What you will do
[1] Based on the article below on KwaZulu-Natal's government mortuaries, decide whether each statement agrees with it, answering yes or no and quoting the words that settle it: (a) The Public Protector released the "Government Mortuaries" report on a Thursday. (b) The complaint about bodies piling up was received in 2017. (c) Dhlomo called Magwaza Maphalala (Gale Street) Mortuary the busiest mortuary in KwaZulu-Natal.
[2] In the article below on KwaZulu-Natal's government mortuaries, write out the passage from "On Thursday, Public" to "delivery, News24 reported." word for word.

The KwaZulu-Natal (KZN) health department has come out guns blazing following a damning report into its mortuaries.
On Thursday, Public Protector Busisiwe Mkhwebane released a report titled "Government Mortuaries" which found improper conduct and non-compliance at mortuaries run by the Department of Health in KZN, which allegedly resulted in substandard service delivery, News24 reported.
The report found government-run mortuaries in KZN guilty of improper conduct relating to the management of human bodies at the facilities. It was also alleged that the government-run mortuaries did not have the basic equipment to carry out services.
In a lengthy statement issued on Monday, KZN MEC for Health Dr Sibongiseni Dhlomo said the Public Protector did not find anything consistent with the "outrageous and untruthful claims" that bodies were not properly identified, and that some were lying on the floors and piling up on the trolleys and trays outside mortuary fridges.
According to Mkhwebane, it was alleged in a complaint received in 2015 that human bodies were piling up on mortuary floors, trolleys and trays outside of the mortuary fridges.
"The Public Protector's response once again exposes the antics of those who operate in bad faith, and are intent on besmirching the good name of the department and its hardworking staff and management," Dhlomo said.
"There is sufficient storage for human bodies in the medico-legal mortuaries (MLM), including the busiest four MLMs in KwaZulu-Natal. Magwaza Maphalala (Gale Street) Mortuary is the busiest mortuary in KwaZulu-Natal, and there was no piling up of bodies as alleged."

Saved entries
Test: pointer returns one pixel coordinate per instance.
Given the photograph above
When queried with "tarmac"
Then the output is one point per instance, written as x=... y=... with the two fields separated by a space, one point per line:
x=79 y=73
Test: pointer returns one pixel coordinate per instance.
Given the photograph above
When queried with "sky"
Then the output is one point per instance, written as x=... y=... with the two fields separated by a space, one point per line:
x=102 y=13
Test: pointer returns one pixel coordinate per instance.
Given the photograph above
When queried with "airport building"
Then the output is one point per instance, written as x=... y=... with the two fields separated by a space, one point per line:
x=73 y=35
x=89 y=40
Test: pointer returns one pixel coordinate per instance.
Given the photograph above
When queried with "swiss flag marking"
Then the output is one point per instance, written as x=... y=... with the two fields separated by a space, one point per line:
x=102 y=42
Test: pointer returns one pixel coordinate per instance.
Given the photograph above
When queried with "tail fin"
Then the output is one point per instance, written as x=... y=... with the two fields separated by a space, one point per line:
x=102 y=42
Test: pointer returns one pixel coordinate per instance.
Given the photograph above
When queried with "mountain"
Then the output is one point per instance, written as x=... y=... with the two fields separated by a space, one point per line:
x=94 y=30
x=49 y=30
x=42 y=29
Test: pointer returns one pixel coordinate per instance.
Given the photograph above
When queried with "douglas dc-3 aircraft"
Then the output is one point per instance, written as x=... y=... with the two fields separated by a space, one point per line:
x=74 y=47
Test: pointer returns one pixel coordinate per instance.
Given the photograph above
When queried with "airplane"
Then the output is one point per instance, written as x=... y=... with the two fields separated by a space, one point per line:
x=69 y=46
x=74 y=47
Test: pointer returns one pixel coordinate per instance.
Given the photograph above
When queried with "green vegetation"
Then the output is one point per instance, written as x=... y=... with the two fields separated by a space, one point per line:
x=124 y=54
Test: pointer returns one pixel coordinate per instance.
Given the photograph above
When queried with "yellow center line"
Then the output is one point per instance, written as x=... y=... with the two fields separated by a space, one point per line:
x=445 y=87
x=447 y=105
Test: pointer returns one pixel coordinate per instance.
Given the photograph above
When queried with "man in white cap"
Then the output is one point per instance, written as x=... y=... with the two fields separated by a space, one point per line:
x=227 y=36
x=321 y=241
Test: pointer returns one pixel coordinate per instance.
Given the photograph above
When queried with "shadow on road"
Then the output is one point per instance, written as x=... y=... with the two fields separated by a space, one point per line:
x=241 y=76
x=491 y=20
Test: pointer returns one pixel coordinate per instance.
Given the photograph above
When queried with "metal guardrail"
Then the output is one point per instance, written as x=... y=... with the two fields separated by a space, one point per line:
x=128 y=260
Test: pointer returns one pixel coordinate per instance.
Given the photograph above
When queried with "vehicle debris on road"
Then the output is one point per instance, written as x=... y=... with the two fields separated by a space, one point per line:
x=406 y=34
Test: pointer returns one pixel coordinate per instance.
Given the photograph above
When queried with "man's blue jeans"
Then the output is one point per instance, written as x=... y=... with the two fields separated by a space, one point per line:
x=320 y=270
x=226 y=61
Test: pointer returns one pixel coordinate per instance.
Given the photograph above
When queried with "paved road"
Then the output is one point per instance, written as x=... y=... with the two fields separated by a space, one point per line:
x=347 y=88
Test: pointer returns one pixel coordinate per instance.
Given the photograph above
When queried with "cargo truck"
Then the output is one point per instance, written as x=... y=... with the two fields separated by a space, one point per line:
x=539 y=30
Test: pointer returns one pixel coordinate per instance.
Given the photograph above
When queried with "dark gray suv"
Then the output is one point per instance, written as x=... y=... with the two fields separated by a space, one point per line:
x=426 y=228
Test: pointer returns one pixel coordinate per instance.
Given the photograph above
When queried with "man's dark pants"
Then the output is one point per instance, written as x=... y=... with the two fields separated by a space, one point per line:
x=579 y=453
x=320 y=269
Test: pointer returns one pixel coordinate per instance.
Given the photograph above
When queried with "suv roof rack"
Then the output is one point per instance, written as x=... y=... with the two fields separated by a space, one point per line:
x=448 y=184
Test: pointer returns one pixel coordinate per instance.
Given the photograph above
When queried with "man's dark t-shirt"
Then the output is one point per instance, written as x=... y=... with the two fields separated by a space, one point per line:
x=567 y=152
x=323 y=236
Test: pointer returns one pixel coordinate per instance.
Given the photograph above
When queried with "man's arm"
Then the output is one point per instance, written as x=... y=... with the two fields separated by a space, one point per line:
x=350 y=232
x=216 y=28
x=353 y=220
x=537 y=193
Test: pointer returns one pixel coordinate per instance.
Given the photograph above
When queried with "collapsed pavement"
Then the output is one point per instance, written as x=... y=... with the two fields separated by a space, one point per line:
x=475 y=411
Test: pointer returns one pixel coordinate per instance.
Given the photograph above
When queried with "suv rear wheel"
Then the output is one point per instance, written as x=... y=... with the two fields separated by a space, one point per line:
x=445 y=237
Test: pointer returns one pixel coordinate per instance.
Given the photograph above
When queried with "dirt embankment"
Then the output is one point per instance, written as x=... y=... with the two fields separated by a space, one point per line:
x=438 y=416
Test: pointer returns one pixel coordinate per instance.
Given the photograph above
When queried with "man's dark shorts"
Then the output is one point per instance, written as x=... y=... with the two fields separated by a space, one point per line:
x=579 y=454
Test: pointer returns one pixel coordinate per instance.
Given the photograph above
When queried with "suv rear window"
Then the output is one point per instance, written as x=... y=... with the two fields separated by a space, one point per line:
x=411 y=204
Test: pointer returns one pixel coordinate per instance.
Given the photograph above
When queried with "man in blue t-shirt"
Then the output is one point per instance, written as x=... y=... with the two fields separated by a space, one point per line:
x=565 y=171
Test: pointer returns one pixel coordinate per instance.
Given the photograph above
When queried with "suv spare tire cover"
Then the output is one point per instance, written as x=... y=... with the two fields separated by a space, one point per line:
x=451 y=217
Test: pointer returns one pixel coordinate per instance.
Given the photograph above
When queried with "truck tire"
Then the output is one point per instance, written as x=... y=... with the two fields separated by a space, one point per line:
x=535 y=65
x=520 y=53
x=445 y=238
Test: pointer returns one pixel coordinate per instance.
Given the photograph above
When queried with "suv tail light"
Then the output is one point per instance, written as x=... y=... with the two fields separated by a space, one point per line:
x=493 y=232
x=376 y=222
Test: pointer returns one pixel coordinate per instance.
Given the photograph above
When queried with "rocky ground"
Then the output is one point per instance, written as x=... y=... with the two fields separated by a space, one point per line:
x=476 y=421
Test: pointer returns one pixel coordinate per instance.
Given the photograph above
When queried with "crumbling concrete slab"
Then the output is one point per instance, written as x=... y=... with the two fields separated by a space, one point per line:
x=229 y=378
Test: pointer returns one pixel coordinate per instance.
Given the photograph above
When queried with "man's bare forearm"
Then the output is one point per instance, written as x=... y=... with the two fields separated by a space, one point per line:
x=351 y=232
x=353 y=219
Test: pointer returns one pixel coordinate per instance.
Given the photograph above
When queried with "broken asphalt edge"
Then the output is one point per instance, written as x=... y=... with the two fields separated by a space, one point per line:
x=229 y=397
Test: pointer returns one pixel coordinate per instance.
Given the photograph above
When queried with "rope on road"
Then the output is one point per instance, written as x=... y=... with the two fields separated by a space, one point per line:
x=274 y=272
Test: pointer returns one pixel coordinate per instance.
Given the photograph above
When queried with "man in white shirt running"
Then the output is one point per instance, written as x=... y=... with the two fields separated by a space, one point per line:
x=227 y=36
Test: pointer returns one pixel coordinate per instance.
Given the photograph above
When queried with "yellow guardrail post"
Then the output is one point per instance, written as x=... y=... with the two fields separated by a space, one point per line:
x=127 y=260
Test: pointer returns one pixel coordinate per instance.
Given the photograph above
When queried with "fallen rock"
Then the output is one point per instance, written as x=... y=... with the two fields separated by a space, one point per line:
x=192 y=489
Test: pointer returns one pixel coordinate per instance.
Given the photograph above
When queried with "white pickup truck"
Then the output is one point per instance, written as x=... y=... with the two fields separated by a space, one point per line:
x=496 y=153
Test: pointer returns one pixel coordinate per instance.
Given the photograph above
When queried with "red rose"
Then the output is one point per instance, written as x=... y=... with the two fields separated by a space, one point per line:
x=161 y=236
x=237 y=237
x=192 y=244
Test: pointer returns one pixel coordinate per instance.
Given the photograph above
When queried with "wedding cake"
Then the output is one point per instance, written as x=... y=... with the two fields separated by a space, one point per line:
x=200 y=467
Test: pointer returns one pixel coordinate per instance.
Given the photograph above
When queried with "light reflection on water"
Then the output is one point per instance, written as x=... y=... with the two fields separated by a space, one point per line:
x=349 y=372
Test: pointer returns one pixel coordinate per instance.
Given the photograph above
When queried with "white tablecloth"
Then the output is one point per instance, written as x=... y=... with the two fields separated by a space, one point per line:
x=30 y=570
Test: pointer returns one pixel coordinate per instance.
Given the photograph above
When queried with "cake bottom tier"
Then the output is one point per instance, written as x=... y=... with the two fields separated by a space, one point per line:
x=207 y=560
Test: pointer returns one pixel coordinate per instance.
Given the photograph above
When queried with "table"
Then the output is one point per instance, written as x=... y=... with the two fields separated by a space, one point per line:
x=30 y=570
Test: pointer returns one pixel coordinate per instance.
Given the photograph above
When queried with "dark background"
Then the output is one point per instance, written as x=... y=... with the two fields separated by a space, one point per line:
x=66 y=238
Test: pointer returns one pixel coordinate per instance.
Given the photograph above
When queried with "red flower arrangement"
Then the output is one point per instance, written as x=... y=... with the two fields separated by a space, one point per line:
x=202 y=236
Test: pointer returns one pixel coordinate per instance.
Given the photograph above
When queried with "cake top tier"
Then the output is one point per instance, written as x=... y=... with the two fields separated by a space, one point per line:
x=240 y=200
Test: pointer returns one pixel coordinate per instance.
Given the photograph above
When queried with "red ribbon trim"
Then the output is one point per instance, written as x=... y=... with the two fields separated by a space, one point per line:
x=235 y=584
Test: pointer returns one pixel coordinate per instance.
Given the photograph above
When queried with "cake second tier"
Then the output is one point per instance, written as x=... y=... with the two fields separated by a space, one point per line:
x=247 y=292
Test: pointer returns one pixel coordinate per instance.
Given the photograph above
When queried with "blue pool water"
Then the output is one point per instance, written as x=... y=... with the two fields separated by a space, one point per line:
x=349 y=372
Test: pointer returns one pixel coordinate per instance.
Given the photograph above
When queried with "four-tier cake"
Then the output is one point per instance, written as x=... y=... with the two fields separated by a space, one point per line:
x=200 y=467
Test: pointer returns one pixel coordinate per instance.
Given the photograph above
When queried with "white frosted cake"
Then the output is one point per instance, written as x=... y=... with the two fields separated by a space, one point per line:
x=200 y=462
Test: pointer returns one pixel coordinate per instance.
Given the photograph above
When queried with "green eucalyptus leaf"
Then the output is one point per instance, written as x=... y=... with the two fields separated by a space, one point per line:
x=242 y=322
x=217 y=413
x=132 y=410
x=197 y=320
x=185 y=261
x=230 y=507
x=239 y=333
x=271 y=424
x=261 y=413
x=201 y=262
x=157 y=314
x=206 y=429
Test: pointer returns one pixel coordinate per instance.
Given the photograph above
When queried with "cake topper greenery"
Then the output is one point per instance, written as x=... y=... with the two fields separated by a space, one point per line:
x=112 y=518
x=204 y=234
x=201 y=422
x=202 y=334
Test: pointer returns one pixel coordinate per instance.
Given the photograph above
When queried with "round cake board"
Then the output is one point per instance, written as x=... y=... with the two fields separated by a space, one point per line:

Expected results
[1]
(a) Yes: "On Thursday, Public Protector Busisiwe Mkhwebane released a report titled "Government Mortuaries""
(b) No: "it was alleged in a complaint received in 2015"
(c) Yes: "Magwaza Maphalala (Gale Street) Mortuary is the busiest mortuary in KwaZulu-Natal"

[2]
On Thursday, Public Protector Busisiwe Mkhwebane released a report titled "Government Mortuaries" which found improper conduct and non-compliance at mortuaries run by the Department of Health in KZN, which allegedly resulted in substandard service delivery, News24 reported.